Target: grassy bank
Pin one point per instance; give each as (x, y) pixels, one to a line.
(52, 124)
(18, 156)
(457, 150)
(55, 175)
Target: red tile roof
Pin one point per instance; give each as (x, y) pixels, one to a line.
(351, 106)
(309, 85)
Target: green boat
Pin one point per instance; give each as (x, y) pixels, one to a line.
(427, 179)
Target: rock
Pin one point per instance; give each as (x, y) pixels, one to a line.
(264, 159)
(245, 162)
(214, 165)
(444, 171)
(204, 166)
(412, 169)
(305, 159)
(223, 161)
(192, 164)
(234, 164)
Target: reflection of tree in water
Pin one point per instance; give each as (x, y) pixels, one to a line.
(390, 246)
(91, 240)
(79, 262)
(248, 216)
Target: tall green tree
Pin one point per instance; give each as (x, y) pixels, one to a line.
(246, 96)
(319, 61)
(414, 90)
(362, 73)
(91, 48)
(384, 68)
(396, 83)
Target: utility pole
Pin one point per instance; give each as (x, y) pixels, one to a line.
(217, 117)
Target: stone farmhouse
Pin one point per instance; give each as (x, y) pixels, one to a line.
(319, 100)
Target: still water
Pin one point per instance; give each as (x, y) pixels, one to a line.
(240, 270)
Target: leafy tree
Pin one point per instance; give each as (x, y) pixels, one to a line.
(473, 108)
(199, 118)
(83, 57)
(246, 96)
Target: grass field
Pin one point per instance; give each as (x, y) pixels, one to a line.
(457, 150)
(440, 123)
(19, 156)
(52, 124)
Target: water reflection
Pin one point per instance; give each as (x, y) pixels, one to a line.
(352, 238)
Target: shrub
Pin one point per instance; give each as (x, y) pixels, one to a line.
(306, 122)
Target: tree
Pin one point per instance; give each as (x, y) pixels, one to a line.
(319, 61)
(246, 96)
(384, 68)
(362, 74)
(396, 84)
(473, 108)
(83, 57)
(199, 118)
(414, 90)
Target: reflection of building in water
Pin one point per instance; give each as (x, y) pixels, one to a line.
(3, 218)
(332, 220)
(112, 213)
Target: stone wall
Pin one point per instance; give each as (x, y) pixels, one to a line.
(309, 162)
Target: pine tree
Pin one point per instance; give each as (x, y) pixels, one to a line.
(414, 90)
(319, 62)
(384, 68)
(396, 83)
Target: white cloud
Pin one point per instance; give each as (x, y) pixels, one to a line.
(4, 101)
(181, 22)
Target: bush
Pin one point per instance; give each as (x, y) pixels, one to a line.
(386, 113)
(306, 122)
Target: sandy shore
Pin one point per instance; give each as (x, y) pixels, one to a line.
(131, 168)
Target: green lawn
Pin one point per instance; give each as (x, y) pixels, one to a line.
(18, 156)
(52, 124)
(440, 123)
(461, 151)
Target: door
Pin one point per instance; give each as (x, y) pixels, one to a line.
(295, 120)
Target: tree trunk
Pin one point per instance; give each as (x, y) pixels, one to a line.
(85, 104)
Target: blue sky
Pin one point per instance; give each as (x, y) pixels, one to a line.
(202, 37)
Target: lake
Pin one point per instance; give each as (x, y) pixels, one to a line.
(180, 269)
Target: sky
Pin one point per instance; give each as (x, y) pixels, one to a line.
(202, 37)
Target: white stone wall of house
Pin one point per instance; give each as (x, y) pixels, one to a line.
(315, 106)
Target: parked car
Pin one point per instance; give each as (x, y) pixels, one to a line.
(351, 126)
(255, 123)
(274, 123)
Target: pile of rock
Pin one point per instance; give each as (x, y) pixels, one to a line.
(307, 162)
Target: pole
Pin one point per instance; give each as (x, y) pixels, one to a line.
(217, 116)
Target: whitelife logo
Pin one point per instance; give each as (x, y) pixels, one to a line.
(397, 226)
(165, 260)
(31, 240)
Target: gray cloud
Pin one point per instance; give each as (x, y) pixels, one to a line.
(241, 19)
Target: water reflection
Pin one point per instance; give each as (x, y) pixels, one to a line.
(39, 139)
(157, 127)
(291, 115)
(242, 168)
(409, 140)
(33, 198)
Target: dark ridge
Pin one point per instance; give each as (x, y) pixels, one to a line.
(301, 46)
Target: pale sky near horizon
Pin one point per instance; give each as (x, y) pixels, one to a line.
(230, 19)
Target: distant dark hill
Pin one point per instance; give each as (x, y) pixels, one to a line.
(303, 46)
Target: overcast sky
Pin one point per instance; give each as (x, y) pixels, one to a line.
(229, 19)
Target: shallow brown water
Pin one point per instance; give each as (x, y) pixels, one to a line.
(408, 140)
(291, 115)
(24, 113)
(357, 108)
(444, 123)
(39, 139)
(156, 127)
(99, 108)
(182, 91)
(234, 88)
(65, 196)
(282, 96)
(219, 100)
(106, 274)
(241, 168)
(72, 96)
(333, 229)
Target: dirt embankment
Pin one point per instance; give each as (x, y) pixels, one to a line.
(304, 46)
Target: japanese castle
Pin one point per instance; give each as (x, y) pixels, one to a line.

■ ■ ■ ■

**Problem**
Return a word-for-word copy of the lines above from the one holding "Target: utility pole" through the one holding "Target: blue sky", with both of them included and nothing besides.

**Answer to this problem**
Target: utility pole
Pin one point per instance; give each as (x, y) pixels, one to a line.
(217, 117)
Target: stone farmhouse
Pin one point per instance; give each as (x, y) pixels, one to a line.
(319, 100)
Target: still water
Pin one point per instance; give each as (x, y) pixels, one to a line.
(240, 270)
Target: leafy tree
Pin one point per instance; give each as (x, y) pixels, one to a line.
(473, 108)
(199, 118)
(83, 57)
(246, 96)
Target: grass field
Pin one point per instance; give each as (x, y) pixels, one to a line.
(457, 150)
(440, 123)
(19, 156)
(52, 124)
Target: water reflection
Pin one point per instance; give each as (x, y) pixels, one to a line.
(352, 238)
Target: shrub
Pin one point per instance; give each as (x, y) pixels, one to a line.
(306, 122)
Target: tree
Pin one point per instance; give each as (x, y) pixels, one to a line.
(319, 61)
(246, 96)
(384, 68)
(362, 74)
(396, 84)
(473, 108)
(83, 57)
(199, 118)
(414, 90)
Target: reflection of building in water
Pin one point per instance; give each as (x, y) pixels, one to a line.
(3, 218)
(332, 220)
(112, 213)
Target: stone wall
Pin one point per instance; give each as (x, y) pixels, one to a line.
(309, 162)
Target: pine tree
Pin one point per instance; give each as (x, y) pixels, one to a line.
(414, 90)
(319, 62)
(384, 68)
(396, 83)
Target: white cloud
Pin one point per instance; give each as (x, y) pixels, one to a line.
(4, 101)
(181, 22)
Target: bush
Pin one point per instance; give each as (x, y) pixels, one to a line.
(386, 113)
(306, 122)
Target: sandy shore
Pin one point per instance; give each as (x, y) pixels, one to a line.
(131, 168)
Target: green lawn
Pin one point per instance; give each as (x, y) pixels, one to a line.
(18, 156)
(52, 124)
(440, 123)
(461, 151)
Target: door
Pin one point per instance; give each as (x, y) pixels, one to a line.
(295, 120)
Target: tree trunk
Pin one point per instance; give each as (x, y) pixels, one to a line.
(85, 104)
Target: blue sky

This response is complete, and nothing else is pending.